Billy Kemper esteve entre a vida e a morte depois de uma onda lhe partir a pélvis ao meio. A sua traumática experiência faz agora parte de uma mini-serie de seis episódios da World Surf League. Em entrevista à estação televisiva norte-americana, CNN, o surfista relatou todo o sucedido e como foi a jornada para a recuperação.
Natural de Maui, no Havai, prefere dizer que “nasceu no mar”, brincando que: “Estava numa prancha de surf meses antes de conseguir andar”. Cresceu, assim, rodeado pela cultura do surf. Lembra que, desde pequeno, o desporto de eleição para assistir não era o futebol nem o basket, mas sim ver os surfistas em “Jaws”, na costa norte da sua ilha. Também a convivência com grandes nomes do surf, como Laid Hamilton, a quem chama de “tio”, fizeram despertar esta paixão.
“Mãe, Pai! Um dia vou surfar em Jaws” recorda dizer. Afirmação foi recebida pelos pais entre risos e com uma certa ironia: “claro que vais”. Agora, com 30 anos, Billy é considerado um dos melhores surfistas de ondas gigantes do mundo. É o campeão do campeonato mundial de ondas gigantes de 2018, mesmo ano em que marcou presença em Portugal, onde ficou em segundo lugar no Nazaré Challenge. O seu mais recente título foi em 2020 na categoria ride of the year nos prémios de Red Bull Big Waves Awards, ao surfar precisamente em Jaws, como tanto sonhava na infância.
“As suas conquistas como surfista profissional mostram que é um dos melhores do mundo a surfar ondas gigantes” afirmou Erik Logan, CEO da World Surf League à CNN. Mas, então, como passou Billy de um dos melhores do mundo para a possíbilidade de não poder voltar a surfar, ou nem mesmo sobreviver? O acidente deu-se a fevereiro do ano passado, na costa de Marrocos, em África. “Uma tarde estava a olhar para todas as marés do mundo e vejo uma tempestade absurda a ir em direção ao Oceano Atlântico. Parecia muito maior e mais forte que a maioria das marés que se costumam ver alí”, conta Billy. Assim, o surfista contactou a equipa da World Surf League para o documentarem nessa aventura.
Viajou até Marrocos com os amigos, também surfistas, Koa Smith, Luke Davis e o videógrafo Arénui Frapwell. “Surfámos uma mão cheia de ondas pela costa, que foram provavelmente das melhores ondas que já surfámos. Foi a viagem de uma vida, até que o pior aconteceu”, conta Billy.

→ **REQUISITOS DO EXERCÍCIO**:
a. Substitua "futebol" por "ténis" no texto sobre Billy Kemper e reescreva todo o trecho desde "Natural de Maui, no" até "despertar esta paixão.".
b. Prossiga o relato sobre o acidente de Billy Kemper, começando logo a seguir à última frase.

→ **INFORMAÇÃO FORNECIDA**:
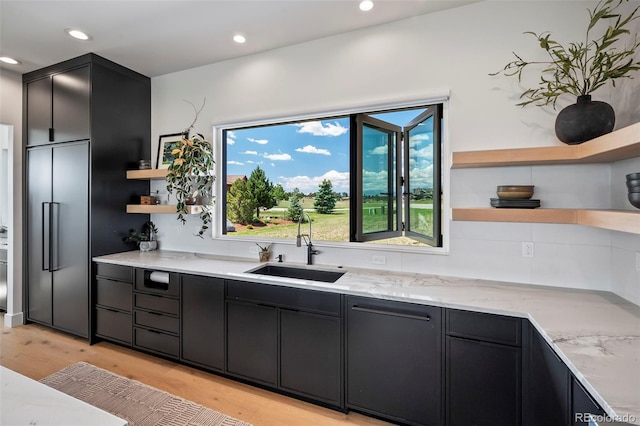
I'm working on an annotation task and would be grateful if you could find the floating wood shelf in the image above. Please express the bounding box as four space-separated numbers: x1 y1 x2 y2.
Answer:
451 123 640 169
452 208 640 234
127 169 169 180
127 204 202 214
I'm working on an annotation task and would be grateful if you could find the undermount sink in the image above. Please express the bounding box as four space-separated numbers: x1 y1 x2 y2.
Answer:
247 264 346 283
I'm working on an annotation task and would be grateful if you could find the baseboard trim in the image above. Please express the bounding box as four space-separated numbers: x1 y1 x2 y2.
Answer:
4 312 24 328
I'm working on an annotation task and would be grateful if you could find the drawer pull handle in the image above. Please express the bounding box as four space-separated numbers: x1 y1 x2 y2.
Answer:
351 305 431 321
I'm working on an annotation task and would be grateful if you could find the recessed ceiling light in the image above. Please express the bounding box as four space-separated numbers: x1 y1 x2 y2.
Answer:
64 28 91 41
0 56 20 65
360 0 373 12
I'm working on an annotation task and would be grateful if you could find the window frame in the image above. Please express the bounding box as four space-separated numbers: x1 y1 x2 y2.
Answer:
211 93 451 254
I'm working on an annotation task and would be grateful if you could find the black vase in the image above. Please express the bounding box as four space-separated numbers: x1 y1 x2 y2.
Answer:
556 95 616 145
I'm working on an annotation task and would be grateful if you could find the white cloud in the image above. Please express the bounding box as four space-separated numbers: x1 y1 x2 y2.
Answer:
227 130 236 145
247 138 269 145
263 154 291 161
278 170 349 193
294 121 349 136
296 145 331 155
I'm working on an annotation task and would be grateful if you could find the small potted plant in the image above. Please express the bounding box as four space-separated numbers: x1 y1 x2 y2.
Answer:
256 243 271 262
490 0 640 144
123 220 158 251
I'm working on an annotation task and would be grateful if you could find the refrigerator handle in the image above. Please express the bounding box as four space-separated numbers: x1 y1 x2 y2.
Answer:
49 202 60 272
41 201 51 271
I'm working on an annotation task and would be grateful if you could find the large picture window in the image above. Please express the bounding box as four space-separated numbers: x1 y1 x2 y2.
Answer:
221 104 442 247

→ **RESULTADOS POR ORDEM**:
a.
Natural de Maui, no Havai, prefere dizer que “nasceu no mar”, brincando que: “Estava numa prancha de surf meses antes de conseguir andar”. Cresceu, assim, rodeado pela cultura do surf. Lembra que, desde pequeno, o desporto de eleição para assistir não era o ténis nem o basket, mas sim ver os surfistas em “Jaws”, na costa norte da sua ilha. Também a convivência com grandes nomes do surf, como Laid Hamilton, a quem chama de “tio”, fizeram despertar esta paixão.

b.
O pior foi a onda que lhe partiu metade da pélvis e o deixou entre a vida e a morte. “A onda sugou-me e atirou-me para uma rocha que me destruiu completamente”, relembra. Ficou insconciente, colapsou-lhe o pulmão, a pélvis ficou partida e teve de ter o joelho reconstruído. “Fiquei a hiperventilar e a tentar bloquear a dor, mas uma dor assim não se esquece. Até na ambulância senti a pior dor possível. Cada lomba, cada solavanco, parecia que o centro do meu corpo se abria e libertava mais sangue”. Billy foi salvo pelos amigos, que imediatamente saltaram para a água para o ajudar. Foi transportado num jet ski para a costa, onde o esperava uma ambulância.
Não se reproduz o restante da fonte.